GIVEN TASK:
Repeat the passage on consumerism and human economic behavior word for word, in full.

───── TEXT PROVIDED ─────

Having looked at the irrationality of human economic behaviour, Alasdair White takes another look at consumerism and concludes that major changes in consumer behaviour have already occurred, and that consumerism as we have experienced it for the last 70 years is now effectively dead.
Human behaviour is a response to stimuli experienced. The actual behaviour demonstrated is the result of learned responses that are deemed rational or irrational, acceptable or unacceptable, within the norms of a society or other bounded environment within which the person exists, and we all respond differently to different stimuli depending on the experiences we have had in the past. As a result there is no robust evidence that human behaviour is predictable at the individual level, but there is evidence that socialisation, fashion and societal norms play a strong part in governing behaviours and channelling them into what can be considered acceptable or normal. Our economic behaviour is no different.

───── EXTRACTED MATERIAL ─────

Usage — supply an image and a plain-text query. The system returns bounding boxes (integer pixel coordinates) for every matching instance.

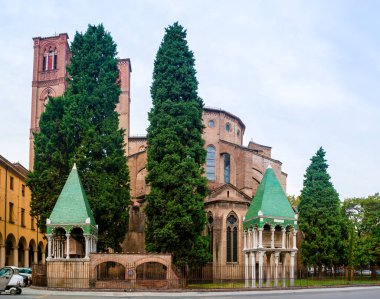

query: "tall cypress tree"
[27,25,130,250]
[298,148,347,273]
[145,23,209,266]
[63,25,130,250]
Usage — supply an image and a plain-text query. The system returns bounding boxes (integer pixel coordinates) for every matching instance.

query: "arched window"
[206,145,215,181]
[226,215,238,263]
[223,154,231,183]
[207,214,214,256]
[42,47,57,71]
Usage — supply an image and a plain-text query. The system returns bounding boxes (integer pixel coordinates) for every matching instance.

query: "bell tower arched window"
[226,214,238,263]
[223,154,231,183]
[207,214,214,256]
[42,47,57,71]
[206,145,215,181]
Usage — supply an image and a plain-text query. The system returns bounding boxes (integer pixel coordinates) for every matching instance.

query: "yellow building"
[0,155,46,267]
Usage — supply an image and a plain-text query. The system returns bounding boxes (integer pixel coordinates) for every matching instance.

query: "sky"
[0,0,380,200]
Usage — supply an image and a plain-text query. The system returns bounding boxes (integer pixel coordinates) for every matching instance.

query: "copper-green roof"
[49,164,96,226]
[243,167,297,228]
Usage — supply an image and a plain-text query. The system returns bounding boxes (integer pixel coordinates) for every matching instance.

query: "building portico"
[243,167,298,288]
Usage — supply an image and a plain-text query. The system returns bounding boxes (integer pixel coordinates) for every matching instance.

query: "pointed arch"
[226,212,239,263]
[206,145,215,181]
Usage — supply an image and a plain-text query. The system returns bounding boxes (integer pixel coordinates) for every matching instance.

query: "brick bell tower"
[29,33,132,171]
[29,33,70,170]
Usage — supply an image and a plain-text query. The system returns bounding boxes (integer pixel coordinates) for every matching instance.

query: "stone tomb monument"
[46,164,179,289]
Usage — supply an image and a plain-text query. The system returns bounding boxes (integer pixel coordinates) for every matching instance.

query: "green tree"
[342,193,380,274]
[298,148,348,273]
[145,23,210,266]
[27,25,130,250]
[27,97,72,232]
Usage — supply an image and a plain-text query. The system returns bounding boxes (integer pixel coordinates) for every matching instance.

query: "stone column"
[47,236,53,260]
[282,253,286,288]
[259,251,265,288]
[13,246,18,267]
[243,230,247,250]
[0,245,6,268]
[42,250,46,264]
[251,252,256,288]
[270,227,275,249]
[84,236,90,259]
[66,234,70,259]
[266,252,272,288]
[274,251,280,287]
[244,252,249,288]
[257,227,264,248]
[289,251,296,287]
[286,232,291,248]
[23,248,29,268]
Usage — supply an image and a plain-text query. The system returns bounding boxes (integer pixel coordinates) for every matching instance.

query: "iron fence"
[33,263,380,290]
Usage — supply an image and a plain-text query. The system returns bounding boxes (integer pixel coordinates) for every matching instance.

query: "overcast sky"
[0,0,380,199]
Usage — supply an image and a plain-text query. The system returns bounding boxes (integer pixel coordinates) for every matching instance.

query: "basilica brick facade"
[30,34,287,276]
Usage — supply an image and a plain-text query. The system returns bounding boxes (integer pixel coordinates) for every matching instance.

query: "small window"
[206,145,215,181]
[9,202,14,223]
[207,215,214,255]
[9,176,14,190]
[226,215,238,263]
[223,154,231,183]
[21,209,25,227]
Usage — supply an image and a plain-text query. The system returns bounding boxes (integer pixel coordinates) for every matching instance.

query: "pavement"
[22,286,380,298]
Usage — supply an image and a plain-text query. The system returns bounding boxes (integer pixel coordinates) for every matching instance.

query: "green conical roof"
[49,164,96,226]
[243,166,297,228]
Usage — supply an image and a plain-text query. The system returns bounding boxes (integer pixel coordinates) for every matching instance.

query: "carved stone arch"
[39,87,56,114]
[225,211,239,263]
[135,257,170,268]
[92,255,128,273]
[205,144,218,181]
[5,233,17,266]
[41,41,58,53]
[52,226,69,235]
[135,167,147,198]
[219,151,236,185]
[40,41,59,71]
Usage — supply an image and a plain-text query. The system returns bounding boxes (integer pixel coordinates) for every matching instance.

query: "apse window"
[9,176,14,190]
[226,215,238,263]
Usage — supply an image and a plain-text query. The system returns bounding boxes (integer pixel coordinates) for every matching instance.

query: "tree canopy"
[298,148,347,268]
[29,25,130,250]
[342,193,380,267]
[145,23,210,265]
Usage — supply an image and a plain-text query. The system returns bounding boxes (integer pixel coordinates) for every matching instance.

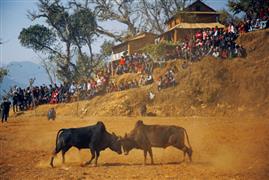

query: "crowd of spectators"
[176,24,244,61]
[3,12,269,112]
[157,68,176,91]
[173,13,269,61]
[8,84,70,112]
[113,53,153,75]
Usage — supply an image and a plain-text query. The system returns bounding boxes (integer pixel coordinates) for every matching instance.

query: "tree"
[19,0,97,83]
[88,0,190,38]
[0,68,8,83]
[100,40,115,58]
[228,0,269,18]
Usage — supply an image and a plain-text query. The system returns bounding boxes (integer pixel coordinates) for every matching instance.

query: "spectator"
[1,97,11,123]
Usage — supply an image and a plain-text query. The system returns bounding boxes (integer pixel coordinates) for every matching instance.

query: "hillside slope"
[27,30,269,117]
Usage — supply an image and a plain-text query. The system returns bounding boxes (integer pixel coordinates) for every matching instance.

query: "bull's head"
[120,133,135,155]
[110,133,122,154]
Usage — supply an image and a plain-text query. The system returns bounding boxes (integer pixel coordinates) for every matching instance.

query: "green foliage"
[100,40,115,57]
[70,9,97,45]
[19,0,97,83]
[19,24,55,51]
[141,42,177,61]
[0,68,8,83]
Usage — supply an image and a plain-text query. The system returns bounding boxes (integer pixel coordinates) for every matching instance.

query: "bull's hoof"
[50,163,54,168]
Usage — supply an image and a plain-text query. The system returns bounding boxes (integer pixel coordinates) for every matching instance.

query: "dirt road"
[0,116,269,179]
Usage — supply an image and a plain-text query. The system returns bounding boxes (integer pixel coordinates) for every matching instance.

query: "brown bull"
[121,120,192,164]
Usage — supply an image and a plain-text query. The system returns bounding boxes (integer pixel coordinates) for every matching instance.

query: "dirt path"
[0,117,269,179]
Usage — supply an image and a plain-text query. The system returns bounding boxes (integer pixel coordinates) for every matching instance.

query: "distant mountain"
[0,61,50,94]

─────
───── EXTRACTED MATERIAL ─────

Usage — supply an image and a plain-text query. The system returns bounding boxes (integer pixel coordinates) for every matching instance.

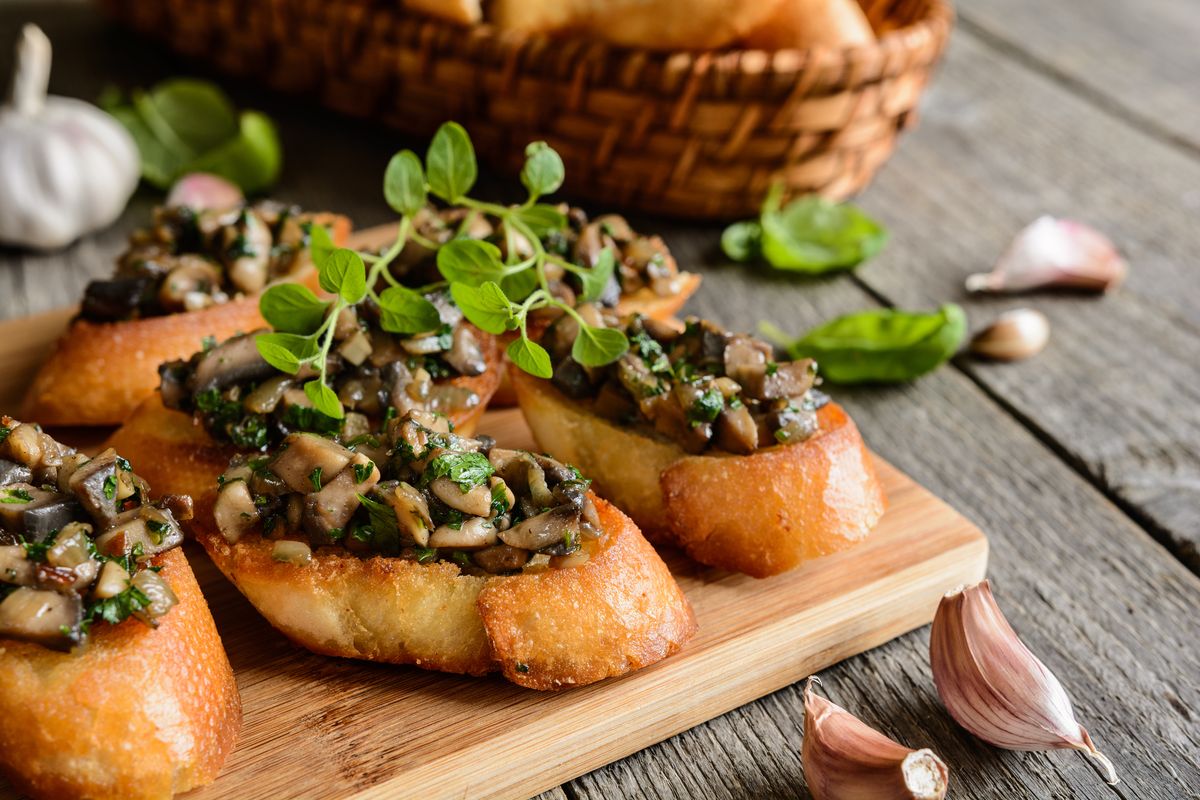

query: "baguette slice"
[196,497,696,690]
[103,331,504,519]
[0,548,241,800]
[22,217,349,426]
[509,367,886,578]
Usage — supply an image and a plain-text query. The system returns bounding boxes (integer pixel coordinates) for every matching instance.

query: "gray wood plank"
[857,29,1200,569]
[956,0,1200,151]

─────
───── EXTRACTED MATERIAL ─────

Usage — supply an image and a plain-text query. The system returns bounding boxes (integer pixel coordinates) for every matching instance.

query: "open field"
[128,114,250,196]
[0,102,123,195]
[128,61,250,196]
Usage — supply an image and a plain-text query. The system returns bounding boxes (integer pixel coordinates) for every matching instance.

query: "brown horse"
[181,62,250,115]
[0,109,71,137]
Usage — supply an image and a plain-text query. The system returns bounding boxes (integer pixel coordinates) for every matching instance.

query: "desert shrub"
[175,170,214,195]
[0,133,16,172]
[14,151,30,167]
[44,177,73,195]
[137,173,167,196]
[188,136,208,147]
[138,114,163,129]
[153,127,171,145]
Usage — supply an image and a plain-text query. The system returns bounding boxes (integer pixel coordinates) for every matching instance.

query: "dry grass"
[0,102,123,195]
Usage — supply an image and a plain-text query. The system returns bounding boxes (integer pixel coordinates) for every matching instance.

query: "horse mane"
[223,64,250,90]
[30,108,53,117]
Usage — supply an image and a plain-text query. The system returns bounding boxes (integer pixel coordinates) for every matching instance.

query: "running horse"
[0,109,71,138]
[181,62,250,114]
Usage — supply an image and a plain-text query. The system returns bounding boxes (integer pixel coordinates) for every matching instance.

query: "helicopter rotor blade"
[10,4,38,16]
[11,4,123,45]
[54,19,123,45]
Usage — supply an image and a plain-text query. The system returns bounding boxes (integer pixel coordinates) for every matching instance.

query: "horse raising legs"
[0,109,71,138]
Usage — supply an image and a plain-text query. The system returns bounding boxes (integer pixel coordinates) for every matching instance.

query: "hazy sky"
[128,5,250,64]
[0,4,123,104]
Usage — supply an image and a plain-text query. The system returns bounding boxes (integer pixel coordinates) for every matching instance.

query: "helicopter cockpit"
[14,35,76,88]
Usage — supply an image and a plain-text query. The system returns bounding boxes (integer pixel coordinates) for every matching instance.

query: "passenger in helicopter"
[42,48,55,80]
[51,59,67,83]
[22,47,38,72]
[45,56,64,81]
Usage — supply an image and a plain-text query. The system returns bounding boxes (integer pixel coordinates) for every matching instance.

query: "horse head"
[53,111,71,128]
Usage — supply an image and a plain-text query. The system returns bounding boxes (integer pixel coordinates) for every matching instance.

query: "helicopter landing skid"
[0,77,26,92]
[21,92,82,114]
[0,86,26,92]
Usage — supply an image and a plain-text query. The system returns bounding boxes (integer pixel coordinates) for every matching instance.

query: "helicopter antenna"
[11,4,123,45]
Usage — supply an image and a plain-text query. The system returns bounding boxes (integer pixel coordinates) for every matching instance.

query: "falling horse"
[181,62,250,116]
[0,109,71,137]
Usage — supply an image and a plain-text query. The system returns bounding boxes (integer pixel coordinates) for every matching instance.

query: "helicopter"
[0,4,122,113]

─────

RESPONSE BELOW:
Having looked at the irrationality of human economic behaviour, Alasdair White takes another look at consumerism and concludes that major changes in consumer behaviour have already occurred, and that consumerism as we have experienced it for the last 70 years is now effectively dead.
Human behaviour is a response to stimuli experienced. The actual behaviour demonstrated is the result of learned responses that are deemed rational or irrational, acceptable or unacceptable, within the norms of a society or other bounded environment within which the person exists, and we all respond differently to different stimuli depending on the experiences we have had in the past. As a result there is no robust evidence that human behaviour is predictable at the individual level, but there is evidence that socialisation, fashion and societal norms play a strong part in governing behaviours and channelling them into what can be considered acceptable or normal. Our economic behaviour is no different.